• **What is needed**
Rewrite the lines below as a numbered list, leaving out any blank lines.

• **Data for this exercise**
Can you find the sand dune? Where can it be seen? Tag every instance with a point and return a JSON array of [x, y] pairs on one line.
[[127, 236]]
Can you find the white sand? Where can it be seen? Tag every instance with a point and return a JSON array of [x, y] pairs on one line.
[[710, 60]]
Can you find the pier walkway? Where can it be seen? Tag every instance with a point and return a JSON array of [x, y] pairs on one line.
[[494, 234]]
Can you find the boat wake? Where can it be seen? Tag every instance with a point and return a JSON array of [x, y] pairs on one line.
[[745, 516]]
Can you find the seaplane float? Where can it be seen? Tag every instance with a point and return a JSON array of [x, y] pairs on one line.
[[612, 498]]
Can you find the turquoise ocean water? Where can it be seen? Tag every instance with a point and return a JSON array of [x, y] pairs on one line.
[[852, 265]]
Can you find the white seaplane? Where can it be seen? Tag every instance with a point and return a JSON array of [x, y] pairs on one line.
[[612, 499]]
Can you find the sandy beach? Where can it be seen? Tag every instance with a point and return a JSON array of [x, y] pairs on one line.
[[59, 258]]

• **Task response**
1. Can you find the sand dune? Where can it be seen? Tag every instance with a point and return a JSON array of [x, y] pairs on one line.
2. [[127, 236]]
3. Can you find the white sand? Where can it be seen? Tag every instance with a point and return a JSON array of [x, y] pairs on one line.
4. [[710, 60]]
5. Can you find the pier walkway? Where can it be seen? Tag every instance with a point and return a JSON array of [x, y] pairs on one line.
6. [[494, 234]]
7. Can you find the boat wake? Where can it be seen? Tag every instance with a point and return a JSON array of [x, y] pairs on one line.
8. [[745, 516]]
9. Can you find the seaplane float? Where can it be seen? Tag every instance with a point and return a JSON array of [x, y] pairs on one line.
10. [[612, 498]]
11. Can you find the turquoise ocean water? Where can it be seen? Tag every instance with a point and return a JSON array of [x, y] pairs on one line.
12. [[852, 265]]
13. Can you find the white seaplane? Where can it be seen? Tag every instance with a point and return a JSON array of [x, y] pairs on one line.
14. [[612, 499]]
15. Can you find the sandy beach? Where can it be seen? Tag every instance with a point and return a JSON array of [x, y] pairs on one line.
16. [[59, 258]]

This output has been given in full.